## TASK TO COMPLETE
How many lines in the items below contain the word "blonde"? Reply with the number only.

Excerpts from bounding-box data
— BEGIN —

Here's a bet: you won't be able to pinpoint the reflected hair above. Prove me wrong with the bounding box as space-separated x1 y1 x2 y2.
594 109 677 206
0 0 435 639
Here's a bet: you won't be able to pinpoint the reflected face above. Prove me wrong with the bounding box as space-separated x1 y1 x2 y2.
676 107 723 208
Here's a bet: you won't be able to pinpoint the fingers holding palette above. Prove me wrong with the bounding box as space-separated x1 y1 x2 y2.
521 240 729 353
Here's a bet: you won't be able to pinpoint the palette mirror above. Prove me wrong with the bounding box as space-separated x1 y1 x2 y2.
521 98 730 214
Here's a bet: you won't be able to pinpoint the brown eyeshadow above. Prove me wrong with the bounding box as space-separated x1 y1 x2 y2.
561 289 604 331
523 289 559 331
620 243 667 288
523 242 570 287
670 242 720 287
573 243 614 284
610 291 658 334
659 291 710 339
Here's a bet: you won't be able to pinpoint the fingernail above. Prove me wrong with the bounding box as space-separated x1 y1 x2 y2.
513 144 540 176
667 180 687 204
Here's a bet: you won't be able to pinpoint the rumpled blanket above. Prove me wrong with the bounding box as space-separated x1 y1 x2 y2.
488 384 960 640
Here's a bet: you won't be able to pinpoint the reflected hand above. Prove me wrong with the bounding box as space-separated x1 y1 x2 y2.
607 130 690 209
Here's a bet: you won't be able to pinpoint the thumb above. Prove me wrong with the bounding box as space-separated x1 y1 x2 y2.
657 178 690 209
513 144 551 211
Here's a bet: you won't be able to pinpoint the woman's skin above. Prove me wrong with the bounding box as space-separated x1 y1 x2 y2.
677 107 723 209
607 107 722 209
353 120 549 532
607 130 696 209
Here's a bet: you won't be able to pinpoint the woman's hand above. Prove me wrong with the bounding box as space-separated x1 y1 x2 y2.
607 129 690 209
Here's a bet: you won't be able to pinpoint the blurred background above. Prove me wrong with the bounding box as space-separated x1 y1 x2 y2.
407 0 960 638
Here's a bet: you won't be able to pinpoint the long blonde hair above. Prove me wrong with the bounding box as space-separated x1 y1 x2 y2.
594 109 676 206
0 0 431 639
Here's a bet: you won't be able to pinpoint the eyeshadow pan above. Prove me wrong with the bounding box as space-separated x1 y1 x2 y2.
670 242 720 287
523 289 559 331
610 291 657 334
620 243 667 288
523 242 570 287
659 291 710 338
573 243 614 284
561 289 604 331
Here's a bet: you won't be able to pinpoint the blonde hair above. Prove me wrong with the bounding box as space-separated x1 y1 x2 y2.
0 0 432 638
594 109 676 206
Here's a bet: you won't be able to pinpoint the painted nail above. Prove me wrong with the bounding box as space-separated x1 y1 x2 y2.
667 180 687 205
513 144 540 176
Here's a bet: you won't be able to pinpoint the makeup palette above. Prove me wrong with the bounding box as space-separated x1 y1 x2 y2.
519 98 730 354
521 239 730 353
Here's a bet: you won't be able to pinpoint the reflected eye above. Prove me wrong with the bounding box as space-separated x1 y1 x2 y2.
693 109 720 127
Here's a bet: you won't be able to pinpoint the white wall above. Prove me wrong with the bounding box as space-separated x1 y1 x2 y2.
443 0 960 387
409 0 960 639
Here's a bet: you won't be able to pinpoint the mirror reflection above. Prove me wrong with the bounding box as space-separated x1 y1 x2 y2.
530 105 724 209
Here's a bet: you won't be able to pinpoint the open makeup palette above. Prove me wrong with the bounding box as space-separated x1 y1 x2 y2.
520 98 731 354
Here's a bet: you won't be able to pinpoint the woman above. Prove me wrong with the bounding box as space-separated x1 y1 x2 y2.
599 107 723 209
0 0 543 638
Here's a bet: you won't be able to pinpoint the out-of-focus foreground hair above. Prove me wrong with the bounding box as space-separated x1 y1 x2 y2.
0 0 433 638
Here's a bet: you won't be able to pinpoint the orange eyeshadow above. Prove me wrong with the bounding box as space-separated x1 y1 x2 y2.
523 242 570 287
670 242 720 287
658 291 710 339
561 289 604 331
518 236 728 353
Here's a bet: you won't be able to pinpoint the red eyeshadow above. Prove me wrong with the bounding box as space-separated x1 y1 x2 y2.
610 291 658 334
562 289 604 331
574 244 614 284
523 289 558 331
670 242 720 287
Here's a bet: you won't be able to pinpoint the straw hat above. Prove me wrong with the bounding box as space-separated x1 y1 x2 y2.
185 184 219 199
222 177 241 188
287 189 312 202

— END —

## ANSWER TO THIS PROBLEM
2